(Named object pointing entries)
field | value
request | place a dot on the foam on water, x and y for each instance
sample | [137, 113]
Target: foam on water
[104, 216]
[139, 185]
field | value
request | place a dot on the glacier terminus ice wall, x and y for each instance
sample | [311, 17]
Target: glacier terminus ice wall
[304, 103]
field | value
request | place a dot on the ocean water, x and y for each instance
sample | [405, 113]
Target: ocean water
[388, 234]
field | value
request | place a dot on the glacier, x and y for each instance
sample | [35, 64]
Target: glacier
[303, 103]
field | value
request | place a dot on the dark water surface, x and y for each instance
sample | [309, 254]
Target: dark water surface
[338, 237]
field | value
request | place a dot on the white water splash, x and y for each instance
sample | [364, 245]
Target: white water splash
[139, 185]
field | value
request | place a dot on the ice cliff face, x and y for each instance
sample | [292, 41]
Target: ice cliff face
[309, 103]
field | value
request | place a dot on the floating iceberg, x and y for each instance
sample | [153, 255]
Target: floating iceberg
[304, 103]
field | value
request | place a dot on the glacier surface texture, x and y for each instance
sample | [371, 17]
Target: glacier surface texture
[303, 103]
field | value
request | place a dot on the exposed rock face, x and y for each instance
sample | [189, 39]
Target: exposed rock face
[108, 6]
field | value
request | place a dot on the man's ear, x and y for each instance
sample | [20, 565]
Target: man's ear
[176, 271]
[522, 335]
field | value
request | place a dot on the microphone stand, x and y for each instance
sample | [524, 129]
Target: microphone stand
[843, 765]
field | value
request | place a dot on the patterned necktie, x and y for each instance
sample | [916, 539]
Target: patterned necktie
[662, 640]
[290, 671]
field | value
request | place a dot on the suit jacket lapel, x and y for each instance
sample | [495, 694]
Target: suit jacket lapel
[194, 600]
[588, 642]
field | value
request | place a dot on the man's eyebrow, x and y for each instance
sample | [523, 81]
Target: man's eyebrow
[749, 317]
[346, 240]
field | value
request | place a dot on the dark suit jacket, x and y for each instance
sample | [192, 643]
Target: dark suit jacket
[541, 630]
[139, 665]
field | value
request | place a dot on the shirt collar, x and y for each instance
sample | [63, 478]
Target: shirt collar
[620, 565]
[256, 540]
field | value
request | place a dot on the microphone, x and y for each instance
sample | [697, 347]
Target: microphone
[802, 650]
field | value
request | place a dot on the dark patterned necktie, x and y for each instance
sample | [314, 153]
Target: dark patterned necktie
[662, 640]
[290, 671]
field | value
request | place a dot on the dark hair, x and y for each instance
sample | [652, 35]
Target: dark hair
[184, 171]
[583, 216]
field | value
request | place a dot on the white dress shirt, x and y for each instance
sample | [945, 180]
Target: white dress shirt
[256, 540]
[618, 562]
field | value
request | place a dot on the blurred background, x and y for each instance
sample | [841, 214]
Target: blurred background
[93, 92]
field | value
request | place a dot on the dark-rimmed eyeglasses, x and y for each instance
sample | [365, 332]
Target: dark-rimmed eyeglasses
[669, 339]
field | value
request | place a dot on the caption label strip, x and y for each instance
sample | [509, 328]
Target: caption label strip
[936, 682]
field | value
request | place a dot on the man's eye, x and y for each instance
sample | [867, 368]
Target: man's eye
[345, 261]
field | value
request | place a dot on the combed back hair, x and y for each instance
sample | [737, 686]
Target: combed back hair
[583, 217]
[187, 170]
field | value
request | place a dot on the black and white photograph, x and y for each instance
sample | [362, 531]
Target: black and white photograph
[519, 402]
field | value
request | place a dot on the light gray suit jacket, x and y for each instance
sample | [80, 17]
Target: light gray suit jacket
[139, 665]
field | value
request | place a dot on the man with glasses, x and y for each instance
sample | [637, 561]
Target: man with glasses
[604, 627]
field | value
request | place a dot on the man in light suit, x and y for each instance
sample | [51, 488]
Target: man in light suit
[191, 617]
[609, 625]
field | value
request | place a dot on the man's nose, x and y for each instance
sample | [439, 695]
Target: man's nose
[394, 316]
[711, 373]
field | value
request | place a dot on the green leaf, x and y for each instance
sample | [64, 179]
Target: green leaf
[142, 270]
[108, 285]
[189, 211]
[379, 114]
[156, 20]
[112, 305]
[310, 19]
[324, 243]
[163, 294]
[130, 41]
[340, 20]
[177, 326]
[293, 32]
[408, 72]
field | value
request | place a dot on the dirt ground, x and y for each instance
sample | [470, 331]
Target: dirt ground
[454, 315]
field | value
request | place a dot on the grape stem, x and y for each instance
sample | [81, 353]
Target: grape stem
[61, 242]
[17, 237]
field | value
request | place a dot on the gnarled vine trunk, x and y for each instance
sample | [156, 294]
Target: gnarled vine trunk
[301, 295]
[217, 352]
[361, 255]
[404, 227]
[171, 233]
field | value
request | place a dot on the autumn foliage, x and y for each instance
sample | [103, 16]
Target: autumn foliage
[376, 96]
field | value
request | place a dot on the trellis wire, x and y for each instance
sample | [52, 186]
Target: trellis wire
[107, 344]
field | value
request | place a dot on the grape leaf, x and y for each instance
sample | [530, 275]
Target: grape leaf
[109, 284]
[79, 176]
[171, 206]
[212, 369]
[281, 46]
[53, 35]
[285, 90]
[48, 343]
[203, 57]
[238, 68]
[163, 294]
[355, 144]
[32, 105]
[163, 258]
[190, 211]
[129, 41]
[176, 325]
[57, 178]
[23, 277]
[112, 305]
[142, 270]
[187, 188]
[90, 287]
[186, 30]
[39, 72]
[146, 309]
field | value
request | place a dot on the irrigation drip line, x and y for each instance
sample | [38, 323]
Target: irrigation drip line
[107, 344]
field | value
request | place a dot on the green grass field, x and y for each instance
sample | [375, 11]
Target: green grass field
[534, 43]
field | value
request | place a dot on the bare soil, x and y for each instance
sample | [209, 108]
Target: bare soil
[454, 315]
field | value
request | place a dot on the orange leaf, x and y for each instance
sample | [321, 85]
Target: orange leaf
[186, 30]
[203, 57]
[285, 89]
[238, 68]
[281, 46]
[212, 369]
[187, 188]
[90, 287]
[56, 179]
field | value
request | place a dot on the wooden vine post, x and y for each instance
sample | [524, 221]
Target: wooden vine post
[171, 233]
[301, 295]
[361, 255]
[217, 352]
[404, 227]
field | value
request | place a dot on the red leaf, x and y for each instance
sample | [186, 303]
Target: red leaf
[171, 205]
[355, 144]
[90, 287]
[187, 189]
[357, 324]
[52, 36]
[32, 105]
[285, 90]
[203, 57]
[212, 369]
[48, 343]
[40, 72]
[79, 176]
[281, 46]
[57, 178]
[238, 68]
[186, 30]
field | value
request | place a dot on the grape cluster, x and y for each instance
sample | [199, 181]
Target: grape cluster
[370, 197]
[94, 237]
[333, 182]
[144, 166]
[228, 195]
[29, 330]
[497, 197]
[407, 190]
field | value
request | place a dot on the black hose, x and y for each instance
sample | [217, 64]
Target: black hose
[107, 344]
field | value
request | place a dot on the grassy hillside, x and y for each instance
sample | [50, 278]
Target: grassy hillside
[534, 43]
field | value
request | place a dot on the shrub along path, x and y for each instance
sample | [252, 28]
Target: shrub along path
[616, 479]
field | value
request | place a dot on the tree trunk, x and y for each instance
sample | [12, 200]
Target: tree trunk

▸ Written task: Return all of the above records exactly, leaving no line out.

▸ Solution for this exercise:
field | value
request | place a dot on the foam on water, x and y for each instance
sample | [137, 113]
Target: foam on water
[104, 216]
[139, 185]
field | value
request | place a dot on the glacier terminus ice wall, x and y for each instance
sample | [311, 17]
Target: glacier terminus ice wall
[304, 103]
field | value
request | place a dot on the ocean water, x and y for each instance
sample | [405, 113]
Target: ocean water
[388, 234]
field | value
request | place a dot on the glacier, x and y for each instance
sample | [35, 64]
Target: glacier
[303, 103]
field | value
request | place a dot on the dark water surface, x and y for each instance
sample | [309, 254]
Target: dark water surface
[338, 237]
field | value
request | place a dot on the white water splash, x and y for each instance
sample | [364, 245]
Target: white water splash
[139, 185]
field | value
request | place a dot on the ice cliff face, x and y for each instance
sample | [292, 41]
Target: ice cliff face
[309, 103]
field | value
request | place a dot on the floating iceberg, x and y for each instance
sample | [153, 255]
Target: floating iceberg
[304, 103]
field | value
request | place a dot on the glacier surface texture, x and y for each instance
sample | [371, 17]
Target: glacier surface texture
[303, 103]
field | value
request | place a dot on the exposed rock face, x and y for each instance
sample | [189, 39]
Target: exposed rock face
[108, 6]
field | value
request | place a dot on the man's ear, x and y for each instance
sample | [20, 565]
Target: man's ear
[176, 271]
[522, 335]
field | value
request | place a dot on the microphone stand, x and y for each instance
sample | [524, 129]
Target: microphone stand
[843, 765]
field | value
request | place a dot on the patterned necktie, x and y for each instance
sample | [916, 539]
Target: patterned necktie
[662, 640]
[290, 671]
field | value
request | place a dot on the suit jacket lapel, x and y for each instance
sample | [495, 694]
Target: suit jacket lapel
[194, 600]
[588, 642]
field | value
request | place a dot on the man's eyebrow, x and y for each instance
sample | [523, 81]
Target: man's eyebrow
[749, 317]
[346, 240]
field | value
request | place a dot on the dark suit jacket, x and y for each instance
sample | [192, 643]
Target: dark suit jacket
[541, 630]
[139, 665]
field | value
request | place a dot on the shirt collar, x and y for each instance
sample | [63, 478]
Target: shirt collar
[620, 565]
[256, 540]
field | value
request | place a dot on the microphone, x and y for each instance
sample | [697, 347]
Target: microphone
[802, 650]
field | value
request | place a dot on the dark patterned necktie, x and y for each instance
sample | [314, 153]
Target: dark patterned necktie
[662, 640]
[290, 671]
field | value
request | place a dot on the dark hair, x and y for each instance
sample | [652, 35]
Target: dark hair
[184, 171]
[583, 216]
field | value
request | place a dot on the white dress shirt, x and y for each instance
sample | [945, 180]
Target: white dress shirt
[256, 540]
[618, 562]
field | value
request | place a dot on the blurred background, x and y for each instance
sample | [841, 214]
Target: blurred background
[93, 92]
field | value
request | place a dot on the dark-rimmed eyeglasses, x and y for each instance
sample | [365, 332]
Target: dark-rimmed eyeglasses
[669, 339]
field | value
request | place a dot on the caption label strip, x and y for each instance
sample | [509, 328]
Target: caption label strip
[936, 682]
field | value
request | place a dot on the man's eye, x and y for each instance
sample | [867, 368]
Target: man's eye
[345, 261]
field | value
request | place a dot on the combed back hair, x and y for each instance
sample | [737, 686]
Target: combed back hair
[583, 217]
[187, 170]
field | value
request | place a dot on the black and white photograph, x and y for each instance
sample | [362, 531]
Target: black and white photograph
[519, 402]
field | value
request | place a dot on the light gray suit jacket, x and y for each instance
sample | [80, 17]
Target: light gray suit jacket
[139, 665]
field | value
request | place a dot on the man with glasses, x and y for each instance
sample | [637, 561]
Target: man with glasses
[604, 627]
field | value
request | place a dot on the man in light suit, x and y for each instance
sample | [51, 488]
Target: man in light suit
[191, 617]
[609, 625]
field | value
request | place a dot on the man's nose, x and y for each instance
sample | [439, 695]
Target: man's nose
[394, 316]
[711, 373]
field | value
request | place a dot on the green leaf, x and y for each instance
sample | [64, 179]
Target: green leaf
[142, 270]
[108, 285]
[189, 211]
[379, 114]
[156, 20]
[112, 305]
[310, 19]
[324, 243]
[163, 294]
[130, 41]
[340, 20]
[177, 326]
[293, 32]
[408, 72]
field | value
request | place a dot on the dirt ground, x and y for each instance
sample | [470, 331]
Target: dirt ground
[454, 315]
field | value
request | place a dot on the grape stem, x and y for each instance
sample | [81, 353]
Target: grape stem
[61, 242]
[17, 237]
field | value
request | place a dot on the gnarled vine trunk, x and y for each instance
sample | [156, 294]
Target: gnarled vine trunk
[301, 295]
[217, 352]
[361, 255]
[404, 227]
[171, 233]
field | value
request | place a dot on the autumn foliage, x and y for each instance
sample | [103, 16]
Target: autumn foliage
[376, 96]
field | value
request | place a dot on the trellis wire, x and y for each instance
sample | [52, 186]
Target: trellis wire
[107, 344]
field | value
request | place a dot on the grape leaf, x and y for each instance
sample | [530, 275]
Target: grape leaf
[109, 284]
[79, 176]
[171, 206]
[212, 369]
[281, 46]
[53, 35]
[285, 90]
[48, 343]
[203, 57]
[238, 68]
[163, 294]
[355, 144]
[32, 105]
[163, 258]
[190, 211]
[129, 41]
[176, 325]
[57, 178]
[23, 277]
[112, 305]
[142, 270]
[187, 188]
[90, 287]
[186, 30]
[39, 72]
[146, 309]
field | value
request | place a dot on the irrigation drip line, x and y for each instance
sample | [38, 323]
Target: irrigation drip line
[107, 344]
field | value
request | place a dot on the green grass field, x and y for each instance
sample | [375, 11]
Target: green grass field
[534, 43]
field | value
request | place a dot on the bare soil, x and y for each instance
sample | [209, 108]
Target: bare soil
[454, 315]
field | value
request | place a dot on the orange leaf, x and y for each instance
sample | [321, 85]
Target: orange leaf
[186, 30]
[203, 57]
[285, 89]
[238, 68]
[281, 46]
[212, 369]
[187, 188]
[90, 287]
[56, 179]
field | value
request | place a dot on the wooden vine post, x and y for each instance
sample | [524, 221]
Target: wooden vine post
[171, 233]
[301, 295]
[361, 255]
[217, 352]
[404, 227]
field | value
request | place a dot on the red leaf, x and y for each instance
sample | [186, 303]
Target: red leaf
[171, 205]
[355, 144]
[90, 287]
[187, 189]
[357, 324]
[52, 36]
[32, 105]
[285, 90]
[203, 57]
[212, 369]
[48, 343]
[40, 72]
[79, 176]
[281, 46]
[57, 178]
[238, 68]
[186, 30]
field | value
request | place a dot on the grape cluster, x and y for each instance
sample | [199, 181]
Target: grape cluster
[370, 197]
[94, 237]
[333, 182]
[144, 166]
[228, 195]
[29, 330]
[497, 197]
[407, 190]
field | value
request | place a dot on the black hose, x and y for each instance
sample | [217, 64]
Target: black hose
[107, 344]
field | value
request | place a dot on the grassy hillside, x and y for each instance
sample | [50, 278]
Target: grassy hillside
[534, 43]
field | value
request | place a dot on the shrub along path, x and y for each instance
sample | [252, 28]
Target: shrub along path
[616, 479]
field | value
request | place a dot on the tree trunk, x and y for each instance
sample | [12, 200]
Target: tree trunk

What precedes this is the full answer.